Document extract:
★ ★ ★ ★ ★
‘Covid took my sense of smell’
Losing your sense of smell is a well-documented Covid symptom but for Liz Darke problems with her sense of smell lasted for 12 months and now she’s learning to sniff again.
The Independent, 12 April 2021
Until March 2020, I had the superpower of a razor-sharp sense of smell. Nothing got past me: a rogue sock under the bed, a chip shop lurking around the corner, a Big Mac being devoured seven train carriages away. I was a fast-food truffle pig, if you will.
But come 16 March, I lost my sense of smell completely after contracting Covid-19. While the government didn’t add loss of smell (known as anosmia) and taste to the official list of coronavirus symptoms until late May (it was the third NHS symptom alongside fever and a new cough), many were reporting the condition – on social media, to doctors and to smell disorder charities – in the first quarter of 2020.
Professor Carl Philpott, director of medical and research affairs and trustee at UK smell-related disorders charity Fifth Sense, believes that worldwide 60 per cent of people have experienced smell loss or some form of smell distortion as part of a Covid infection.
My cherished sense of smell gradually returned about ten weeks after first contracting Covid, however it’s taken a whole 12 months for me to conclude that it’s absolutely nothing like it used to be.
Some of my favourite smells, such as my Tom Ford perfume, fresh garlic sweating in butter and the soothing eucalyptus of Olbas Oil, now make my stomach turn.
Back in the old, pre-Covid days, I had a penchant for raw onions that saw me piling them into salads, sandwiches and once a Greggs sausage and bean bake (it works, FYI) , but even the faint whiff of one makes me shudder these days.
Most mornings, my freshly-brewed coffee smells dangerously like steaming manure, while sniffing at a jar of Branston Pickle at Christmas was like having a hot poker shoved up my nose, the vicious aroma feeling like it had cauterized my nasal passages.
★ ★ ★ ★ ★
Records from a collection:
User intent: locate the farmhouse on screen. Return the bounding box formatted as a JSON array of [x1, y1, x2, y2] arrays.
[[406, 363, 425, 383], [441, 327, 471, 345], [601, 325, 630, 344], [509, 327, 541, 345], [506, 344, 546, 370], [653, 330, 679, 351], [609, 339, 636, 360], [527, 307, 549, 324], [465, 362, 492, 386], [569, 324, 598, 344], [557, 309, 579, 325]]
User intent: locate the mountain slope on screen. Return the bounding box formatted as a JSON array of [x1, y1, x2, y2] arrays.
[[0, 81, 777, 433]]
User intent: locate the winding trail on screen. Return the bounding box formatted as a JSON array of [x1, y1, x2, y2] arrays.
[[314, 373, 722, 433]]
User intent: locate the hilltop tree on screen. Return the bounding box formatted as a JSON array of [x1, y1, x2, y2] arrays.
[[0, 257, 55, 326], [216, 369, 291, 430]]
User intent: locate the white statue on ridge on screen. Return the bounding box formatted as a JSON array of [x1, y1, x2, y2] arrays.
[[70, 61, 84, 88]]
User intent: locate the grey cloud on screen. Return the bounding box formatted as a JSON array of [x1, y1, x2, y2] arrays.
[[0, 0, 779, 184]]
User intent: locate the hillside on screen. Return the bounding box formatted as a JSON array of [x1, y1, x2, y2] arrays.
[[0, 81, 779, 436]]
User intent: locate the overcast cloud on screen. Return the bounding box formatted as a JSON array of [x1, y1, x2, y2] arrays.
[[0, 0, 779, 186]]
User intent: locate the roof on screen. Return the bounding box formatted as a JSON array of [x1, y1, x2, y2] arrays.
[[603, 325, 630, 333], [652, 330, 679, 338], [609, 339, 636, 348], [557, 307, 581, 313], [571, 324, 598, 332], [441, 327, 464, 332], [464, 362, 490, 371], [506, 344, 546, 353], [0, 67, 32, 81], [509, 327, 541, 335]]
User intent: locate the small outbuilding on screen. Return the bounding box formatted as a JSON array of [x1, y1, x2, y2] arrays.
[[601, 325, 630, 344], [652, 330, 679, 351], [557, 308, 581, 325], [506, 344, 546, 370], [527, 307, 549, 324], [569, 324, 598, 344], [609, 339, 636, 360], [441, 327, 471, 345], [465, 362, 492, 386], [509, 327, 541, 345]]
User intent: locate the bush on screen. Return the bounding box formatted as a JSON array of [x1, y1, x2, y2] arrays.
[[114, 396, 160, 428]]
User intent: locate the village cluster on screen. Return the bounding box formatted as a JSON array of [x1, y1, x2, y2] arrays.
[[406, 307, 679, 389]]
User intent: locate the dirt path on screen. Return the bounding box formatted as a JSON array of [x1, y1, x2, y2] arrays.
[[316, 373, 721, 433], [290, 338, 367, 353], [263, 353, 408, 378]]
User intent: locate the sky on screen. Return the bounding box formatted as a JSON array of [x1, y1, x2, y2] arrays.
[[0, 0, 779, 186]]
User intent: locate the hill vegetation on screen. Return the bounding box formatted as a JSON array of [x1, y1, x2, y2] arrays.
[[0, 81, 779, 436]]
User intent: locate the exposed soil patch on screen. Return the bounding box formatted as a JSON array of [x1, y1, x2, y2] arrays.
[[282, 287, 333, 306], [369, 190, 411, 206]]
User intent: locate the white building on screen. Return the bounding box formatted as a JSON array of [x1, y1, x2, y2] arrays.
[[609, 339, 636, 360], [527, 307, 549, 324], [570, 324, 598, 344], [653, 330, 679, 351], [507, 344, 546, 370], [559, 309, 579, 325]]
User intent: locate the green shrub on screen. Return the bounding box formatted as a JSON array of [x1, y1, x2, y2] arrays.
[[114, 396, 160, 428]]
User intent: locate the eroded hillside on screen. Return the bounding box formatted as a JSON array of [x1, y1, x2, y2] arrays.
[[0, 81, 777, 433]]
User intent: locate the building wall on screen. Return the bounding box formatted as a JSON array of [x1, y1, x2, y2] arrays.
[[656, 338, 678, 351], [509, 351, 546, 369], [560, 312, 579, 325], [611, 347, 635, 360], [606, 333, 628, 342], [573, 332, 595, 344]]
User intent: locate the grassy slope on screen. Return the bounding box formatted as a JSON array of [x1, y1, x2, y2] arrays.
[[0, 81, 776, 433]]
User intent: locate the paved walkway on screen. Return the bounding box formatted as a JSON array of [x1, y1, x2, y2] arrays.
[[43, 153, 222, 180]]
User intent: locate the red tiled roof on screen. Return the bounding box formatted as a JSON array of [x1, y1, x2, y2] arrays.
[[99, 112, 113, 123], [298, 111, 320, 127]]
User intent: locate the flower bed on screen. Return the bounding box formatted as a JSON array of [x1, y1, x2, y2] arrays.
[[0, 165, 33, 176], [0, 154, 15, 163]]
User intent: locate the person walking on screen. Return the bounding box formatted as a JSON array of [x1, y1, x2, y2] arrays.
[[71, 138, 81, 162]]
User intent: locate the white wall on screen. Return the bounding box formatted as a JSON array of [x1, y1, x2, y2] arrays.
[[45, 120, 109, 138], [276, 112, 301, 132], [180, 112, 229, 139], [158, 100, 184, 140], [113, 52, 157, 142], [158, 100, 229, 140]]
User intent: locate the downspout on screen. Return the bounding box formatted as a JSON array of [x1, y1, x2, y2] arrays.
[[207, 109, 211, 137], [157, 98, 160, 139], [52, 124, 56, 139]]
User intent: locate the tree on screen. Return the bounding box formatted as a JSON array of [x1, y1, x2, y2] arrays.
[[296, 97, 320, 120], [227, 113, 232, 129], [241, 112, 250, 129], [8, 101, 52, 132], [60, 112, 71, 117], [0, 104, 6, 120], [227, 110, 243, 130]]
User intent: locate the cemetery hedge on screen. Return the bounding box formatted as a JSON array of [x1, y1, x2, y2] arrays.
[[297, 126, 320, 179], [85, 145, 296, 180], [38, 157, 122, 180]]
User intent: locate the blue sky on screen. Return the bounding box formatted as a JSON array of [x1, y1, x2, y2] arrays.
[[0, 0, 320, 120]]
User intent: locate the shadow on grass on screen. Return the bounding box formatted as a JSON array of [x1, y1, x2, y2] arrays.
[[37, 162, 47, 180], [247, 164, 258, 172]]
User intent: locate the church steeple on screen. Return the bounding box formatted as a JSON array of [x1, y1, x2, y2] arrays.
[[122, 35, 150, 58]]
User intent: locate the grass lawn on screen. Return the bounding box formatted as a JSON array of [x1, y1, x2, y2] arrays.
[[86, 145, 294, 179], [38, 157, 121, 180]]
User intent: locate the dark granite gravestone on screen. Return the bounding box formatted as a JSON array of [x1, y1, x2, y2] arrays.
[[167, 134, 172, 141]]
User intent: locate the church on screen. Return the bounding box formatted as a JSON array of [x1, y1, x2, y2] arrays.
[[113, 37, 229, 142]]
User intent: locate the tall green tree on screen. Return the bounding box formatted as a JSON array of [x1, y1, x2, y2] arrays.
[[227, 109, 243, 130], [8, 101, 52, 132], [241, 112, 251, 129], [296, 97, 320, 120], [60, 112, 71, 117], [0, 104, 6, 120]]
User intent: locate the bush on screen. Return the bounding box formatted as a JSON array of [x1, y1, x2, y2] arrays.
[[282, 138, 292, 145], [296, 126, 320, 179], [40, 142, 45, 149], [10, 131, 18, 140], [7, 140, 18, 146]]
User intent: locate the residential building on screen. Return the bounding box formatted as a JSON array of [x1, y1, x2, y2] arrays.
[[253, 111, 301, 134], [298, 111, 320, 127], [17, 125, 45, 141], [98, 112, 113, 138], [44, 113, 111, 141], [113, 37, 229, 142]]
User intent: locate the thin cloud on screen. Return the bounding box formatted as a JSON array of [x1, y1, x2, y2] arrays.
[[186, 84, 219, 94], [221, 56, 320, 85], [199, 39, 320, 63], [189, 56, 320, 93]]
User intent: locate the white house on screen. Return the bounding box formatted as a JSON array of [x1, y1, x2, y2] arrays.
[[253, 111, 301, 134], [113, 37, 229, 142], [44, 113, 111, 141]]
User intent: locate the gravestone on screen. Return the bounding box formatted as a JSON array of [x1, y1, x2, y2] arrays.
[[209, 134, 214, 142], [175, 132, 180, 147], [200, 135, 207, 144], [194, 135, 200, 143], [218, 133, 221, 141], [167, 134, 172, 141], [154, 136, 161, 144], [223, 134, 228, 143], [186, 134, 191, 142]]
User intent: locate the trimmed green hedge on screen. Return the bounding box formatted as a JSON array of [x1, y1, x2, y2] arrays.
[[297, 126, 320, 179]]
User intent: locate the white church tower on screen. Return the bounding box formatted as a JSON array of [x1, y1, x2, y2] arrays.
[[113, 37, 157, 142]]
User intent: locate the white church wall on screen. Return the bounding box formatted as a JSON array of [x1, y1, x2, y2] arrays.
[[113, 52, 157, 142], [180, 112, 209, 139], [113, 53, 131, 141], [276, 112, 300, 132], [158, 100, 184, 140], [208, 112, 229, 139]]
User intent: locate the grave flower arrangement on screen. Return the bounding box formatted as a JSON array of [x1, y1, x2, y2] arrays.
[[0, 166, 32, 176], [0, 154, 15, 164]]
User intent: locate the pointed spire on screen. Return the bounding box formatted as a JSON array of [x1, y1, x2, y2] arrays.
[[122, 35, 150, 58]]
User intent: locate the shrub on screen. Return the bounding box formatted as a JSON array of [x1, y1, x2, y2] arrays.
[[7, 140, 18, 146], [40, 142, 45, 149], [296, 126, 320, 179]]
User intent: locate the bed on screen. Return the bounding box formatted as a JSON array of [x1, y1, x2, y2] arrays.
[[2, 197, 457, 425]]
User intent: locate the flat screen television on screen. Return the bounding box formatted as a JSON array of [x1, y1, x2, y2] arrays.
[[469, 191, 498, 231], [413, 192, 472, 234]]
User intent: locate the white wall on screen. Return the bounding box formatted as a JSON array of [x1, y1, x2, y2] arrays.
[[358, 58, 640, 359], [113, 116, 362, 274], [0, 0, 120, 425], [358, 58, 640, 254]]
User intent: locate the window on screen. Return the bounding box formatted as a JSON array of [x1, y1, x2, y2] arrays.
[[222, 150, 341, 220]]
★ ★ ★ ★ ★
What to work on:
- a) Which favorite smells does the article about Covid and the sense of smell say now make the writer's stomach turn? List every one.
- b) Carry on the article about Covid and the sense of smell from the point where it ends.

Activity answers:
- a)
- Tom Ford perfume
- Fresh garlic sweating in butter
- The soothing eucalyptus of Olbas Oil

- b)
Apparently, this change in smell perception is quite common in those who contracted Covid-19. Known as parosmia, a distorted sense of smell is often linked to viral infections and is usually a sign that a patient is recovering.
Professor Carl Philpott explains to The Independent: “Patients go from not being able to smell anything to suddenly getting one or two of their receptors working again. But most of the things we smell in the world around us are mixtures of molecules and we recognise their patterns."
“If we’ve only got a few smell receptors working then we can only recognise part of the pattern, meaning it [the smell] is distorted”.
The current leg of my post-Covid odyssey has also led me into the world of phantosmia. As its name suggests, phantosmia is the experience of smelling something that doesn’t exist [the NHS gives the example of smoke or burning toast]. This is most common in people with no sense of smell at all, as the memory part of the brain tries to generate its own signals.
“Patients go from not being able to smell anything to suddenly getting one or two of their receptors working again."
“Phantosmia is a bit akin to the phantom pain amputees experience, like getting pain in a foot which they no longer have,” says Philpott.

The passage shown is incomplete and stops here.